## What you have to do:
The response must contain every line below in which "wooden" appears.

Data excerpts
+ + + +
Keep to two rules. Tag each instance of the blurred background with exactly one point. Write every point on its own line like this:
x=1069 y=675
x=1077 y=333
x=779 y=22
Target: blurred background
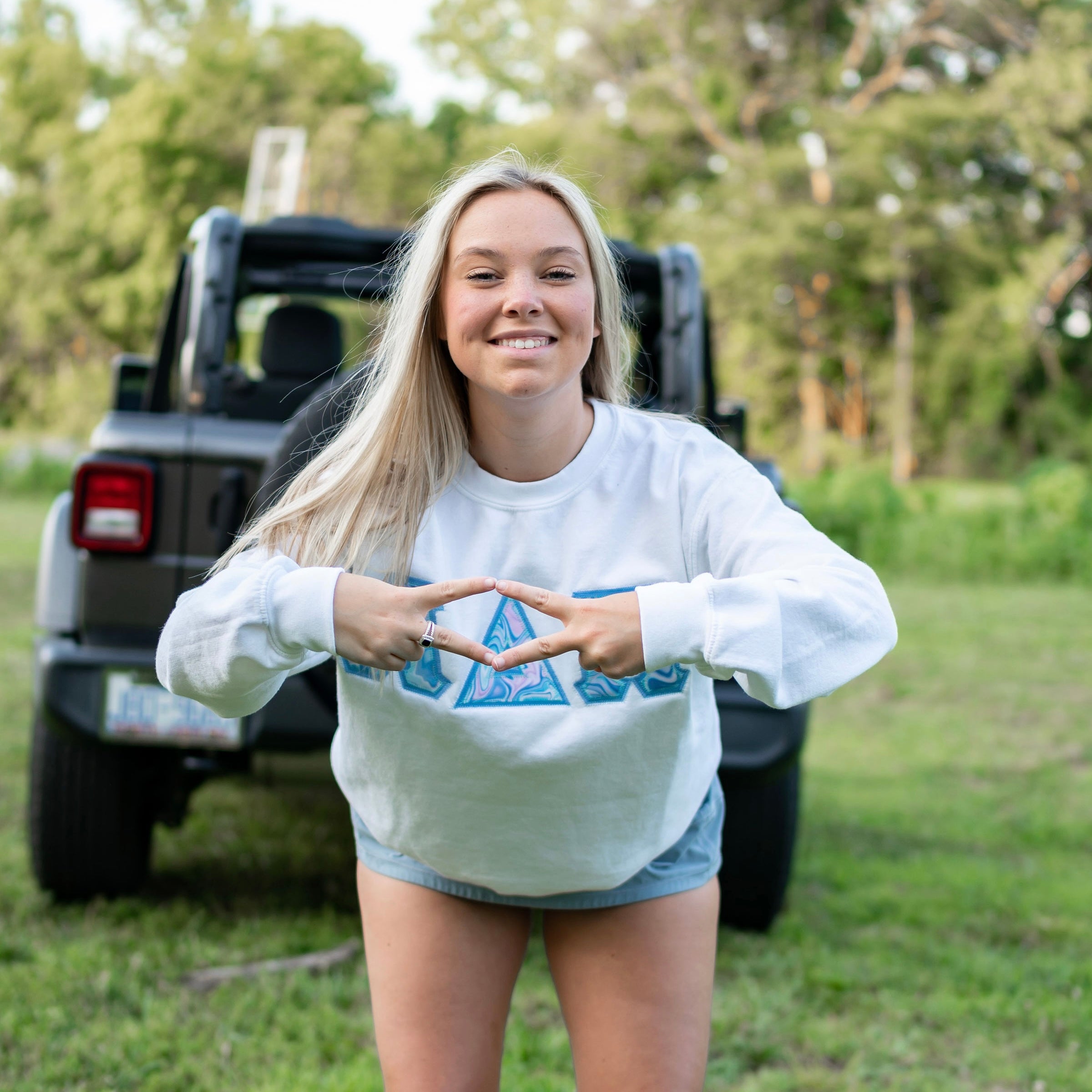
x=891 y=201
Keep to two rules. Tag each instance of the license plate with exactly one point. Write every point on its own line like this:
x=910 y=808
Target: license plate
x=139 y=709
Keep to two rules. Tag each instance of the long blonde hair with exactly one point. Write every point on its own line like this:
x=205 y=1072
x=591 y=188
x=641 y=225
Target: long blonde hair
x=361 y=500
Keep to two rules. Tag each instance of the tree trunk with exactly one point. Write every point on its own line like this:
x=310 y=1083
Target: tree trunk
x=902 y=396
x=813 y=413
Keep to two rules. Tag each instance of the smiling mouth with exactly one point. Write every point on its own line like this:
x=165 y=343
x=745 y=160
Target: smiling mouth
x=522 y=342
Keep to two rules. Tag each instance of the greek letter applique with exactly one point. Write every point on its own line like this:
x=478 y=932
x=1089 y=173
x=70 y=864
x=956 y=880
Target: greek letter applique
x=533 y=684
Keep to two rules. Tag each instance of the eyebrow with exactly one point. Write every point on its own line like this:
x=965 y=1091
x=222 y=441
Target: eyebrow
x=490 y=253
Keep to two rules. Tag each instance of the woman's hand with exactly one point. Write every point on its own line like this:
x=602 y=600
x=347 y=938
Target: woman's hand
x=379 y=625
x=605 y=632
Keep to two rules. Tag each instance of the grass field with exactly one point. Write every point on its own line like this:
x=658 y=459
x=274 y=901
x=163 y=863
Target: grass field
x=940 y=935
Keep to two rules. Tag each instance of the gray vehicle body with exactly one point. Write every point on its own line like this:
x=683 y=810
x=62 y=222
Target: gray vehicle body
x=175 y=413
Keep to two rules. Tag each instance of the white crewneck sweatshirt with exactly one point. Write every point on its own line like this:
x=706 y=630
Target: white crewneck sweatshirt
x=547 y=778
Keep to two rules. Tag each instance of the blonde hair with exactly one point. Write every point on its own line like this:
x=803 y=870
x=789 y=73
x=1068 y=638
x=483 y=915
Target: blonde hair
x=361 y=500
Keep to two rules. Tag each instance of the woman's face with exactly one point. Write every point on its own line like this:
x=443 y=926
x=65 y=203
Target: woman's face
x=517 y=298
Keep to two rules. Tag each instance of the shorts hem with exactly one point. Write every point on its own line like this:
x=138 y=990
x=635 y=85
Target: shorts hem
x=571 y=900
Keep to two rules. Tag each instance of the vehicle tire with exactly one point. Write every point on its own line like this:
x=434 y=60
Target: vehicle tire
x=757 y=845
x=91 y=816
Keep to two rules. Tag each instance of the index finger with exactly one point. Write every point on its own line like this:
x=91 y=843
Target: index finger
x=447 y=591
x=550 y=603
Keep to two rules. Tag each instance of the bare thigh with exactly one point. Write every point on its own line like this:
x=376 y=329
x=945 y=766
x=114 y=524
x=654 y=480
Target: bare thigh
x=441 y=972
x=636 y=986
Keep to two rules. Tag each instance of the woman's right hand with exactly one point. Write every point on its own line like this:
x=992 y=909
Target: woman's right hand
x=378 y=625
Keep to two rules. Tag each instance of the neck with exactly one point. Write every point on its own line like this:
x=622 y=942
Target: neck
x=528 y=440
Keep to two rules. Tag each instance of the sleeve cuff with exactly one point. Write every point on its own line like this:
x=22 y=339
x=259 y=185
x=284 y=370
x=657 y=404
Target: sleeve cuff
x=302 y=609
x=673 y=624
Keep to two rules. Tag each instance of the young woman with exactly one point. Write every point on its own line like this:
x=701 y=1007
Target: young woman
x=556 y=578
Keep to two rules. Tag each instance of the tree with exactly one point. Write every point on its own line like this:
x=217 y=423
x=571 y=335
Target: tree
x=795 y=140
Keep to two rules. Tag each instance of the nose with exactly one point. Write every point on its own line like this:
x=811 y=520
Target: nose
x=523 y=299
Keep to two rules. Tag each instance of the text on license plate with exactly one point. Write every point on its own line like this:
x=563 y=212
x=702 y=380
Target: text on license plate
x=138 y=708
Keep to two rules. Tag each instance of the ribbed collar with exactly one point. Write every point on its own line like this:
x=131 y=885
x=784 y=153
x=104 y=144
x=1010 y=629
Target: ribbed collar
x=500 y=493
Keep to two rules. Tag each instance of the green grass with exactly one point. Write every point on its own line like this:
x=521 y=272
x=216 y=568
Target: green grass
x=940 y=934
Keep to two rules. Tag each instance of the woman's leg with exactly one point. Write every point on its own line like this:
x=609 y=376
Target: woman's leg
x=441 y=972
x=636 y=986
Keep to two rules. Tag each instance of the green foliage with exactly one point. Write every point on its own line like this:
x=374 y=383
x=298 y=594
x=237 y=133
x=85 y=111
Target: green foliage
x=1039 y=529
x=692 y=113
x=684 y=117
x=33 y=472
x=104 y=170
x=937 y=937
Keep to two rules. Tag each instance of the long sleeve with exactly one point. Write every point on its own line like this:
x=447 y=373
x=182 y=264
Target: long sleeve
x=771 y=600
x=233 y=642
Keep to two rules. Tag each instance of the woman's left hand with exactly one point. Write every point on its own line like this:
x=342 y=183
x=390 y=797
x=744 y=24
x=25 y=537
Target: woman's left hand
x=605 y=632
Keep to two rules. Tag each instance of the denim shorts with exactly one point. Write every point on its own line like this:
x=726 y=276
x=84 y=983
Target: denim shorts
x=691 y=863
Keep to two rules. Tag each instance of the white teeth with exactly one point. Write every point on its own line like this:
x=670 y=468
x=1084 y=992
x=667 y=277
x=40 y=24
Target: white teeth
x=523 y=342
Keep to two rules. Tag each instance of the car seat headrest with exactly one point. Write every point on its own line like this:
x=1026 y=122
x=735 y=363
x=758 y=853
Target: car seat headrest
x=301 y=342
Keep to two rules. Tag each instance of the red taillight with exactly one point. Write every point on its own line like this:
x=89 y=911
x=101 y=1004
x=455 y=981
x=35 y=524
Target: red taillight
x=112 y=508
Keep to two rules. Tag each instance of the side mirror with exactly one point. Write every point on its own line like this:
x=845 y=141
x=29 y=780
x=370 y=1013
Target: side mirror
x=131 y=374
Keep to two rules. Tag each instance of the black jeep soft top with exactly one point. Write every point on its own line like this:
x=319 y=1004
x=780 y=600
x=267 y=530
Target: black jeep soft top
x=253 y=373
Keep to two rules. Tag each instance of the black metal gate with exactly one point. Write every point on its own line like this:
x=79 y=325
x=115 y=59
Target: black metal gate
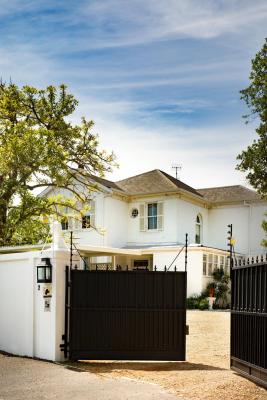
x=249 y=321
x=133 y=315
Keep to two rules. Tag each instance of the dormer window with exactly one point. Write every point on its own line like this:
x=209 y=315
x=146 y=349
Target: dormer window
x=151 y=216
x=198 y=235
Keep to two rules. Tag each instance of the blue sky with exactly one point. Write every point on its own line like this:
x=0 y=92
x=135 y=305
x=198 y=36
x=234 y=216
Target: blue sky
x=160 y=78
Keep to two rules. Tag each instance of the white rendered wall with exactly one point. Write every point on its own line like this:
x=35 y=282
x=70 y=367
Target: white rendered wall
x=116 y=217
x=247 y=228
x=186 y=221
x=16 y=304
x=194 y=267
x=26 y=329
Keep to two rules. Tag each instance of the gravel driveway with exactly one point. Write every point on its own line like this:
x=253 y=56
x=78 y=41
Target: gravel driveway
x=22 y=378
x=204 y=376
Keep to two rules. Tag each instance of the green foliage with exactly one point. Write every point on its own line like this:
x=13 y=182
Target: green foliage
x=40 y=148
x=203 y=304
x=253 y=160
x=193 y=302
x=220 y=284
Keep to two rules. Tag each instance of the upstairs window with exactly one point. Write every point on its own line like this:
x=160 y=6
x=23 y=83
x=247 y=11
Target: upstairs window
x=151 y=216
x=86 y=221
x=65 y=224
x=198 y=236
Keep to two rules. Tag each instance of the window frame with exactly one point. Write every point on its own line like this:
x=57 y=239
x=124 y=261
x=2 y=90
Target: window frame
x=199 y=229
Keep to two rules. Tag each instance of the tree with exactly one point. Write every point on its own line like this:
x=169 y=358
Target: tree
x=40 y=148
x=253 y=160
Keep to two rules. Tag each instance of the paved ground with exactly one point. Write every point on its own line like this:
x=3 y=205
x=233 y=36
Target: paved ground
x=22 y=379
x=205 y=375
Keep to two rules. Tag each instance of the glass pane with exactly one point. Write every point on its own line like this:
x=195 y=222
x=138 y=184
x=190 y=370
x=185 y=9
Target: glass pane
x=152 y=222
x=86 y=221
x=40 y=273
x=152 y=209
x=48 y=273
x=65 y=225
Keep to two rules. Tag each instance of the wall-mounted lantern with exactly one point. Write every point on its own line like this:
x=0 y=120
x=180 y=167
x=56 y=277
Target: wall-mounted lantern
x=44 y=271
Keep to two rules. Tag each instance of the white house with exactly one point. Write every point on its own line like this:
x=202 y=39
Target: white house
x=141 y=222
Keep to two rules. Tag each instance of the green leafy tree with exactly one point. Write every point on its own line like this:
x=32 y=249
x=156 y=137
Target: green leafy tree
x=39 y=148
x=253 y=160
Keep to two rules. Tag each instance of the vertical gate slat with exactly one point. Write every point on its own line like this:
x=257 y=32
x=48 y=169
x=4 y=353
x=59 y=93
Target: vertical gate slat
x=249 y=321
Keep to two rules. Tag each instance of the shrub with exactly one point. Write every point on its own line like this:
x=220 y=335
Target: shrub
x=203 y=304
x=192 y=302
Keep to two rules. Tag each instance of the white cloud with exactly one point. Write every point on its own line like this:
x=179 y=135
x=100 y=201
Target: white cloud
x=121 y=23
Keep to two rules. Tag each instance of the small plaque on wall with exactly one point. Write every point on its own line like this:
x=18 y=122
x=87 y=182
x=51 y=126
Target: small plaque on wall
x=47 y=304
x=47 y=290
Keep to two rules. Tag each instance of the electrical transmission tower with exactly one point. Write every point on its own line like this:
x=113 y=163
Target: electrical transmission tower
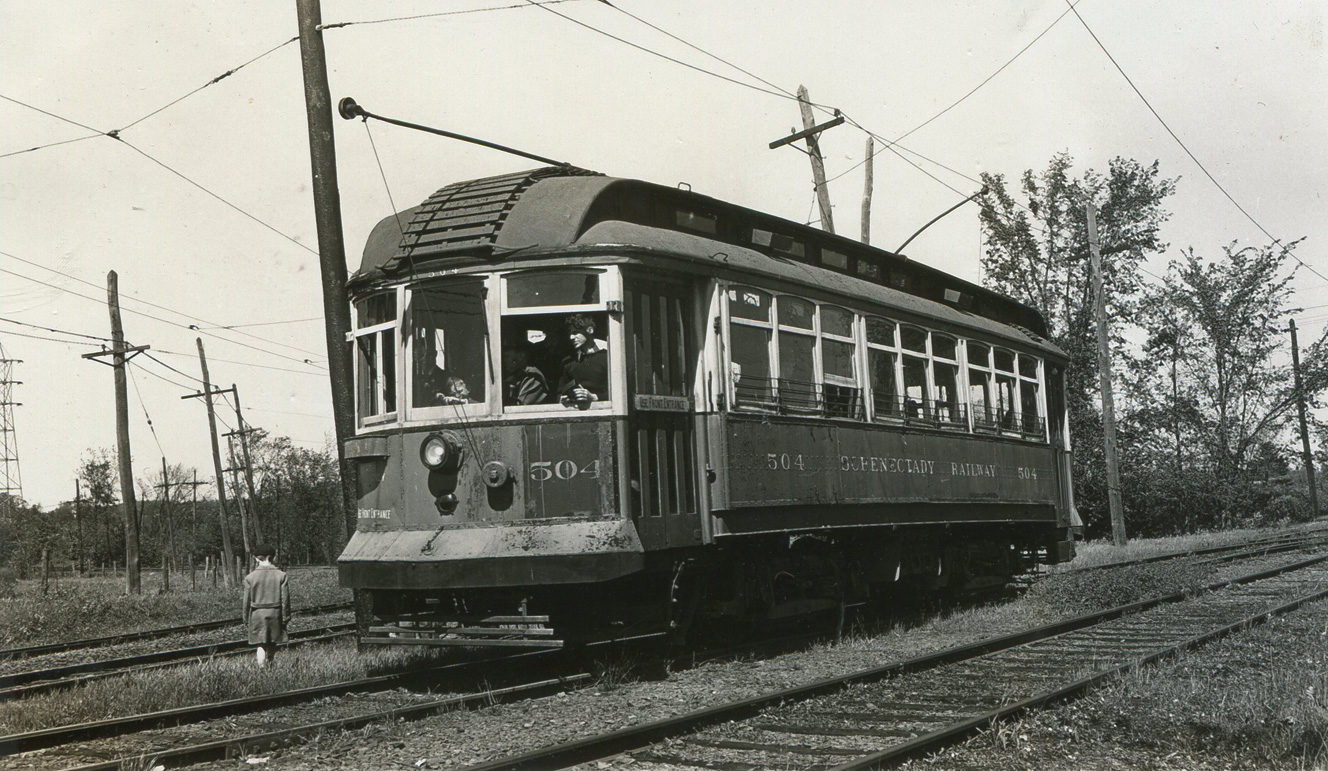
x=11 y=483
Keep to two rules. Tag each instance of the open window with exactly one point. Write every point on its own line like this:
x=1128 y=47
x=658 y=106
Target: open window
x=376 y=357
x=449 y=347
x=750 y=331
x=554 y=341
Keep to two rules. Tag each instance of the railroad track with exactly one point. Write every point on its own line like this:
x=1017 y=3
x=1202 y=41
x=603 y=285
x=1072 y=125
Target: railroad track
x=642 y=735
x=916 y=706
x=24 y=684
x=31 y=650
x=501 y=669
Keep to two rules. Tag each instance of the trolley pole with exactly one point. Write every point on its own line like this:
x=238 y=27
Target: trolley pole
x=818 y=166
x=1104 y=373
x=866 y=191
x=1304 y=430
x=229 y=569
x=327 y=209
x=243 y=431
x=120 y=354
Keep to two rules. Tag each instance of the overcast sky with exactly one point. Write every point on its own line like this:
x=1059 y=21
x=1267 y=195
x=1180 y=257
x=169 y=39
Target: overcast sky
x=205 y=210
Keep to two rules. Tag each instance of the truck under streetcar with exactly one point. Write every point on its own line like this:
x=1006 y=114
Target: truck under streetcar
x=784 y=422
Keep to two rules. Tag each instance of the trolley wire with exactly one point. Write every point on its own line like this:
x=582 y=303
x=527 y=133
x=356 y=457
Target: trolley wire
x=1187 y=151
x=418 y=16
x=134 y=311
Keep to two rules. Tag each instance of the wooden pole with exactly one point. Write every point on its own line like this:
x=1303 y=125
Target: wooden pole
+ + + +
## Result below:
Keep to two rules. Tag each instance of the wooden pole with exactly one point. Write every point on its own line like this:
Target: wooden pole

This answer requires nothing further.